→ **PROBLEM DETAILS**: Since only part of the material below is wanted, output exactly the lines from the one with "Target: coat collar" up to and including the one with "the nose bridge".

┄┄┄┄┄┄┄┄┄┄

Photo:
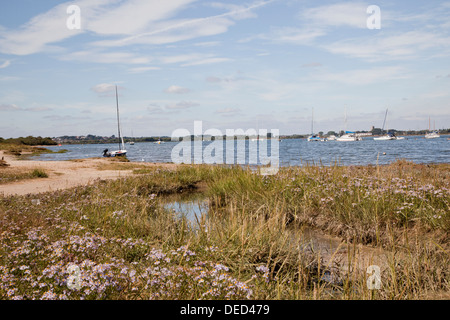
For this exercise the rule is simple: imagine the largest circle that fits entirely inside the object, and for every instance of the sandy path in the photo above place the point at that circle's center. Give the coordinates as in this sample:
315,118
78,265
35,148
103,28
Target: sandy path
62,174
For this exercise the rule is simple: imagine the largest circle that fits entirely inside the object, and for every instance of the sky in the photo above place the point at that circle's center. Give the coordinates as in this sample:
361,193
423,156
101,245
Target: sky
263,64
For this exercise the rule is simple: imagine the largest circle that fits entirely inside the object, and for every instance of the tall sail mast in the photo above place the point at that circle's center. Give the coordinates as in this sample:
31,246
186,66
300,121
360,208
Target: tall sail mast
118,120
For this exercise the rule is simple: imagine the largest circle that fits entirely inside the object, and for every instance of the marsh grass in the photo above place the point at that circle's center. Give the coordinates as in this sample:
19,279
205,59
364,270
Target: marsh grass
8,174
22,151
127,246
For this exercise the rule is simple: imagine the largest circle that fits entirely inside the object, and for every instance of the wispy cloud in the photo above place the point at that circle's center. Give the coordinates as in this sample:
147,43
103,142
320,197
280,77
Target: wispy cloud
177,90
407,45
363,76
5,64
182,105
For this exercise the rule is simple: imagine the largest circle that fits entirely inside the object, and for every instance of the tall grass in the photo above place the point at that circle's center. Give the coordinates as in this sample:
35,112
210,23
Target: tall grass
250,246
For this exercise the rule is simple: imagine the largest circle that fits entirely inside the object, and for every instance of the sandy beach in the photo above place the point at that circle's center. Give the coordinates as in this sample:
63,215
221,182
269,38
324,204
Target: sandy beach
61,174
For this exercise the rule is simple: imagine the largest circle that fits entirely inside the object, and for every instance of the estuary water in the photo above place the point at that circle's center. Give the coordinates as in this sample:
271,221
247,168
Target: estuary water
289,152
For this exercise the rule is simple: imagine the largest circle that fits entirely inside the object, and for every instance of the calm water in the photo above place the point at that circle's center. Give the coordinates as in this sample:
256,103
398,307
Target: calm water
292,152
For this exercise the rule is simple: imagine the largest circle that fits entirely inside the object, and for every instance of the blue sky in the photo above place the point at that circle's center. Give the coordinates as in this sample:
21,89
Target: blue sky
231,64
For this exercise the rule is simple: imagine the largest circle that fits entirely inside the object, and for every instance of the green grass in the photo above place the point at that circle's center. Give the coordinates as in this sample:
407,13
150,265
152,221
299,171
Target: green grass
127,246
8,174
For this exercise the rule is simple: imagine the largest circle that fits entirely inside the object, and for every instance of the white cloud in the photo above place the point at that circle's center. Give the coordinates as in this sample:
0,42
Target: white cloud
97,56
5,64
410,44
143,69
364,76
9,107
206,61
176,90
182,105
349,14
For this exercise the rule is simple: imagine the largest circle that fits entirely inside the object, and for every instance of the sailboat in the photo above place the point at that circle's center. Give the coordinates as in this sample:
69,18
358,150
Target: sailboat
431,134
388,135
122,151
313,137
131,142
349,135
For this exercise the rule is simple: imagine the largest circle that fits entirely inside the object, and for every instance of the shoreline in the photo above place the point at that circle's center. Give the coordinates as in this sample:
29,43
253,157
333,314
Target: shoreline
62,174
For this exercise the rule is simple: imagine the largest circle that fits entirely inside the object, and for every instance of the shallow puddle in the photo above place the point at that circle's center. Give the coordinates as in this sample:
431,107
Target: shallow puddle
193,206
334,253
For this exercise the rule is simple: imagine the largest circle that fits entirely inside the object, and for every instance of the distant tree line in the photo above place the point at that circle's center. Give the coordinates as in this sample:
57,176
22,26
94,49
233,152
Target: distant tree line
29,141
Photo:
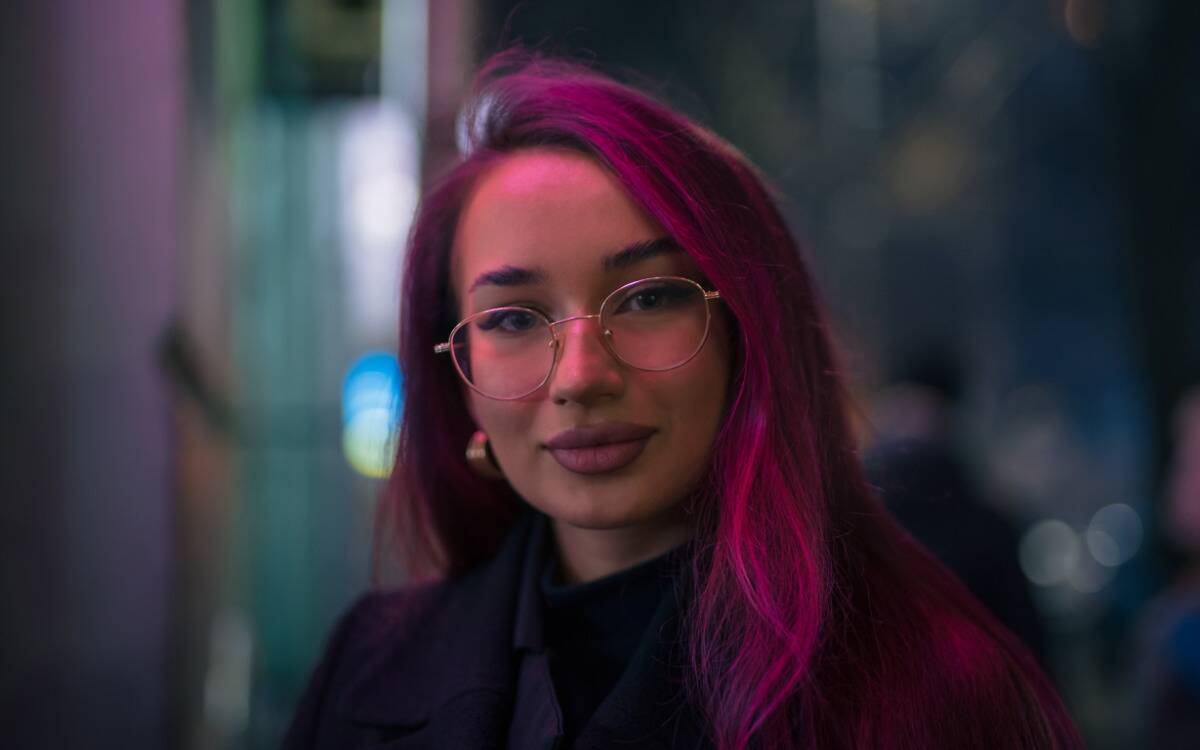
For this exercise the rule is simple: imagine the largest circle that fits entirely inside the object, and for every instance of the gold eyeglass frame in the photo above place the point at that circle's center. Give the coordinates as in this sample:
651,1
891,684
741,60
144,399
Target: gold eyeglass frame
555,342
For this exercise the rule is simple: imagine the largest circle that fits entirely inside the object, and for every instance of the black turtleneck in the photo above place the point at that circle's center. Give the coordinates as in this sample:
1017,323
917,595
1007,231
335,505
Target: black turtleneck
592,630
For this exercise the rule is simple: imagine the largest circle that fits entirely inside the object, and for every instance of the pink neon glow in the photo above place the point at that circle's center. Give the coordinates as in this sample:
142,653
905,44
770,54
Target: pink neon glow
816,621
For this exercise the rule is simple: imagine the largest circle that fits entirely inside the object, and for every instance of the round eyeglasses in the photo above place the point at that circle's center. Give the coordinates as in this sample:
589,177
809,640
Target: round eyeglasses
654,324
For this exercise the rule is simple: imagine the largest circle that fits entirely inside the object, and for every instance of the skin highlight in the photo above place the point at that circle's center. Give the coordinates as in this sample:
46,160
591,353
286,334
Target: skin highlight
559,211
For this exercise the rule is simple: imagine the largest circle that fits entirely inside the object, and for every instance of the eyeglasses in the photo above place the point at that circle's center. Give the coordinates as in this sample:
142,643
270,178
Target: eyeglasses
653,324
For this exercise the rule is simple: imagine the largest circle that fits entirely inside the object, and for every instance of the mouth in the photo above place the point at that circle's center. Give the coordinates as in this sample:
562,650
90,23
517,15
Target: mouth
599,459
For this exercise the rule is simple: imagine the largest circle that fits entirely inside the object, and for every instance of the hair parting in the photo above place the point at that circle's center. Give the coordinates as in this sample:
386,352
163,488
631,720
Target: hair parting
814,621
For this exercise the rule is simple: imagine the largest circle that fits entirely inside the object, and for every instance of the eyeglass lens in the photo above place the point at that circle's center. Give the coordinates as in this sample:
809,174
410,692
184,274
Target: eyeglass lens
509,352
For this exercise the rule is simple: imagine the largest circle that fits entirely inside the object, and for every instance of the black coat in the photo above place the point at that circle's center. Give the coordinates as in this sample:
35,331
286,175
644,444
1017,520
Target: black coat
450,678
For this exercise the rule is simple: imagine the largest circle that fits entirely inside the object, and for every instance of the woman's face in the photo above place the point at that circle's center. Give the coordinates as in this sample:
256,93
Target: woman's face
558,215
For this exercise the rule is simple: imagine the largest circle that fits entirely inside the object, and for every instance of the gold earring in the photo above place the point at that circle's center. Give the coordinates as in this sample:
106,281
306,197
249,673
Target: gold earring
479,457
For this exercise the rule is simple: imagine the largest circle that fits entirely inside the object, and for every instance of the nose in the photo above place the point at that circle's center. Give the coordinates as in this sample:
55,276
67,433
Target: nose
585,370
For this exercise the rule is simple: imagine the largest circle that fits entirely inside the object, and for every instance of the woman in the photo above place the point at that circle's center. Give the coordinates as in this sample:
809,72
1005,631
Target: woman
659,534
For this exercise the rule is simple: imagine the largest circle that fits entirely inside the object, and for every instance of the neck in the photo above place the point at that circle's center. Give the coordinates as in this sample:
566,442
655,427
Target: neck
586,555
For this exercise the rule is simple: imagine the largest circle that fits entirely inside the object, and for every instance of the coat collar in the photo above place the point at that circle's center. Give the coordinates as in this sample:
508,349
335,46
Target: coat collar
460,648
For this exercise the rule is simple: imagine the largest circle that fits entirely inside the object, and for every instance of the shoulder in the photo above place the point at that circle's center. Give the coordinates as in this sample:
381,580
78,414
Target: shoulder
372,627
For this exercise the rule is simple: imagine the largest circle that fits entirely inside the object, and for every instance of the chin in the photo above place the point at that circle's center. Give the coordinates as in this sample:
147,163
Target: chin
609,509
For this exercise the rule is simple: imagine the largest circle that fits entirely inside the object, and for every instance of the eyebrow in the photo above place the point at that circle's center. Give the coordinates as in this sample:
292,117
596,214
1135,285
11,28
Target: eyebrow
624,258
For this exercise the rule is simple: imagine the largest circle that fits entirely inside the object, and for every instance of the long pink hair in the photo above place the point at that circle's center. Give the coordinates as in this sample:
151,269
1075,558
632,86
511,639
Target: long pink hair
814,619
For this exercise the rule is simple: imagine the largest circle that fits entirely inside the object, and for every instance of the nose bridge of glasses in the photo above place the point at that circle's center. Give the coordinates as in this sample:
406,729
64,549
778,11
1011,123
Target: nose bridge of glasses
586,333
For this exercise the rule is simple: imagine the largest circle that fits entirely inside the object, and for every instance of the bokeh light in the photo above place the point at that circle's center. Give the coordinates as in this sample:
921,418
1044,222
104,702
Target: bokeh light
371,408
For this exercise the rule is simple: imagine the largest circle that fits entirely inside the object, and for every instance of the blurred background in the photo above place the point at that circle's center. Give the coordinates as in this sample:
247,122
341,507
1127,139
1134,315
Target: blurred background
204,211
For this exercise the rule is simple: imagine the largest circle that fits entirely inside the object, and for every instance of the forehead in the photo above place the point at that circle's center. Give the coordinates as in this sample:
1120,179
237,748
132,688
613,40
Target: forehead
552,210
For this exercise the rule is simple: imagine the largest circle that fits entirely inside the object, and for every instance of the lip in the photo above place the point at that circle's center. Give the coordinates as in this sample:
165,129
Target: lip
604,433
597,449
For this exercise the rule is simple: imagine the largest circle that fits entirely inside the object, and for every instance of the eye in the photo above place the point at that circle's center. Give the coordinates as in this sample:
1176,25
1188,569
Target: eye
509,321
659,297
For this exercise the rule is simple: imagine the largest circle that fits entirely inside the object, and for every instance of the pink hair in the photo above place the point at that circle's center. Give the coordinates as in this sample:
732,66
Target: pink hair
815,621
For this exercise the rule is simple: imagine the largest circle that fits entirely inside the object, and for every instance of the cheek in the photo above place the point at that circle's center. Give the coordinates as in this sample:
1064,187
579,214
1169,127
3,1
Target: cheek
508,424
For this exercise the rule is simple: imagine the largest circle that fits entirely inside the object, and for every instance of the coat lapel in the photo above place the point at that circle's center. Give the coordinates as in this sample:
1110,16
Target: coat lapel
447,679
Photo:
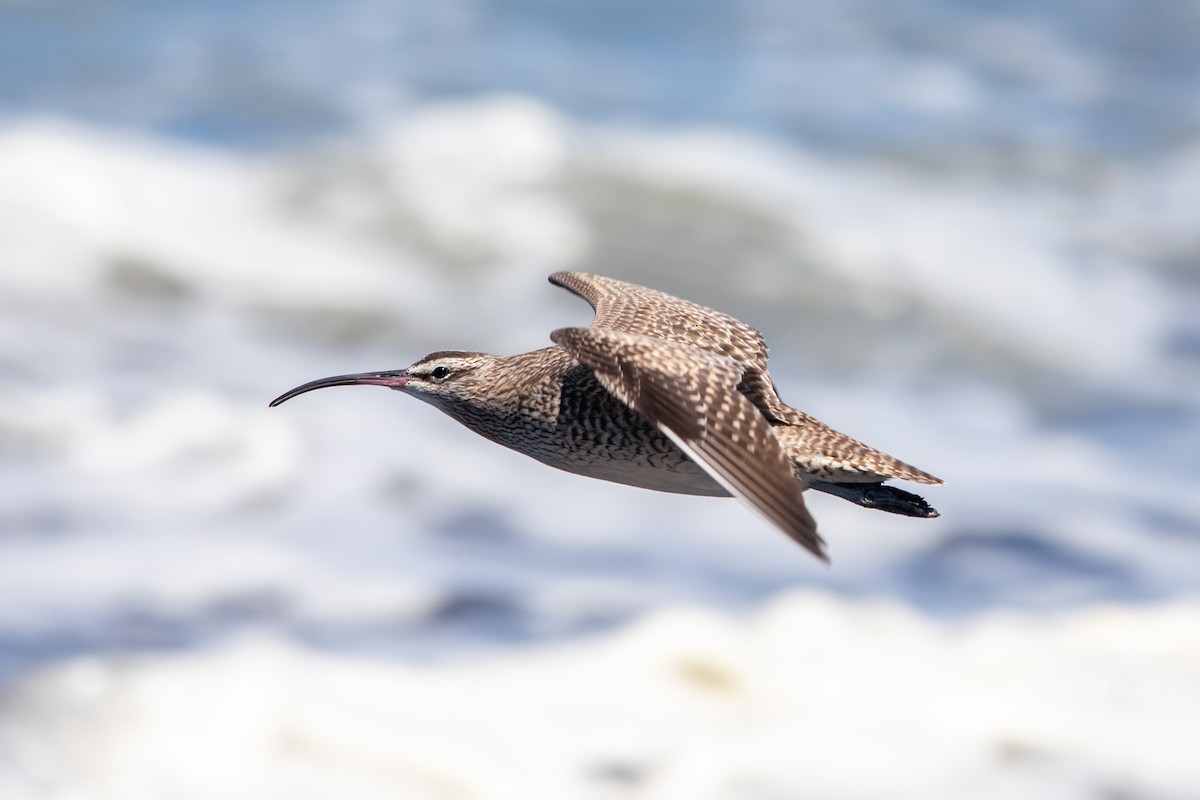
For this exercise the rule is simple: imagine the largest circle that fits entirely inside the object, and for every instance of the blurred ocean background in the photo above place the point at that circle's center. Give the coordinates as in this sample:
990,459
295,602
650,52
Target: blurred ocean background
970,230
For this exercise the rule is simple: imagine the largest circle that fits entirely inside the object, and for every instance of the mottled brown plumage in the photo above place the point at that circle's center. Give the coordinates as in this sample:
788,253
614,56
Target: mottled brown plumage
663,394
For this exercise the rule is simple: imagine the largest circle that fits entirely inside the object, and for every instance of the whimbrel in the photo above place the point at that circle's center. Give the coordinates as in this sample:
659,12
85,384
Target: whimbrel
663,394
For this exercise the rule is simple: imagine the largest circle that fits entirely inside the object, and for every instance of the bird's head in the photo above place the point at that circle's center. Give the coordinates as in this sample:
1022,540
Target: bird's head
439,378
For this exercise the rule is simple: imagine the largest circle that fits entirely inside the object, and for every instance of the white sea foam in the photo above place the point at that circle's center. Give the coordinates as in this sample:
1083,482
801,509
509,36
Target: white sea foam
805,697
155,295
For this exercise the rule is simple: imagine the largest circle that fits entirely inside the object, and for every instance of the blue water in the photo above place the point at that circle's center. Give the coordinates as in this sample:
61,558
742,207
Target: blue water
967,229
1113,77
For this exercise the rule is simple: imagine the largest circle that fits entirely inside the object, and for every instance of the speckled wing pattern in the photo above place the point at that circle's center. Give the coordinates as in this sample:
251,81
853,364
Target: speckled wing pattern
629,307
817,450
691,395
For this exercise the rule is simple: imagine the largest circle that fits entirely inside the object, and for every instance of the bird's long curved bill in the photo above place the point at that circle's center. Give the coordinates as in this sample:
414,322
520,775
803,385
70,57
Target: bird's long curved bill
393,379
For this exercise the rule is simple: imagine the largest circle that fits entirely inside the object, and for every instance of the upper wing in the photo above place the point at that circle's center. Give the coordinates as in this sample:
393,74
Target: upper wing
631,308
691,396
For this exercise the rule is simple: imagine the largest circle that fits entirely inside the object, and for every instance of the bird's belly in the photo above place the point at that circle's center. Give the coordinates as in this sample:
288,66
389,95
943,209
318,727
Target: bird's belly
671,471
635,455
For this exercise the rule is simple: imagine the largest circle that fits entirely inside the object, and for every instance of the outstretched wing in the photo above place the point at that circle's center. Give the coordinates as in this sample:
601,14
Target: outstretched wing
691,395
631,308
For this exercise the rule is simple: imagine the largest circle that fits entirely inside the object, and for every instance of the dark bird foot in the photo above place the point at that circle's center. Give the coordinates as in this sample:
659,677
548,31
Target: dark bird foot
876,495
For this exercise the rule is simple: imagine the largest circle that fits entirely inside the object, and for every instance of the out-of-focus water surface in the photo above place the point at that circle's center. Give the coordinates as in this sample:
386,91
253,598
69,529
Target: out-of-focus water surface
971,233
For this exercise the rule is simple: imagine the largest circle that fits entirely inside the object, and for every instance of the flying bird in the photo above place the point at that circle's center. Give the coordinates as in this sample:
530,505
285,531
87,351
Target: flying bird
663,394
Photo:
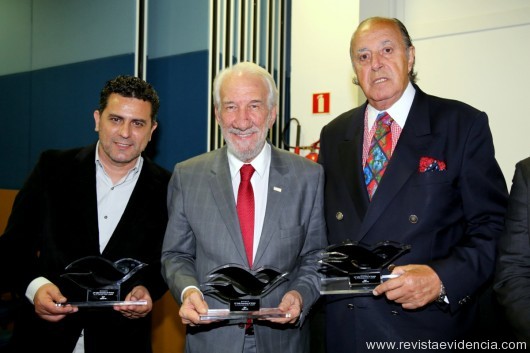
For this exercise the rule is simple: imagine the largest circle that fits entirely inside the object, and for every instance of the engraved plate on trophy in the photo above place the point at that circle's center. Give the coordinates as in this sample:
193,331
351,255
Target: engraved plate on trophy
242,291
101,280
355,268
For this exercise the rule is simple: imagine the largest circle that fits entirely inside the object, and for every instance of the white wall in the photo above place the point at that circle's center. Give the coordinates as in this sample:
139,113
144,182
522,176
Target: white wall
472,50
321,32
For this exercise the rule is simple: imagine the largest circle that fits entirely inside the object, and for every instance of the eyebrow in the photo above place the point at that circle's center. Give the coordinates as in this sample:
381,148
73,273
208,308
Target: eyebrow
385,42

┄┄┄┄┄┄┄┄┄┄

→ **ANSWER SPACE**:
Target: coat collar
460,648
For this exercise the rule is simple: imagine the largest circle that fits entirely inside the object, and for every instance of the shoulder in the photo above place the point at that circle's center. Give the coordinates as in this sample:
381,580
78,414
Target: shoulder
372,627
For this exercise the rule is simple: imagine the largest circle that fits entirely inside the object, and for every instance of the chin in the photo above place the point at that circle's center. Give the coordinates as in this sample:
147,163
Target: chin
609,509
For this exercise the rule is simple: imagine the largest circle that fits entirely inside the object, and for every instance of the eyebrow in the photo above place the point at that circle's center. Give the coordinates as in this sample:
292,117
596,214
1135,285
11,28
Target: eyebrow
624,258
For this exercise the rule is simple: imagine the largest circle that fits entirely inside the object, and for every instance of the long pink hair in the photo above place the point at that circle's center. Give the coordinates as in this sample:
151,269
1075,558
632,86
511,639
Target: long pink hair
814,619
For this exercise the rule is simple: imagine the largest circle that fits entirely inside the object, and for every instance of the nose bridge of glasses in the photo above place the point at that circle's center. Give the coordinates as in this sample:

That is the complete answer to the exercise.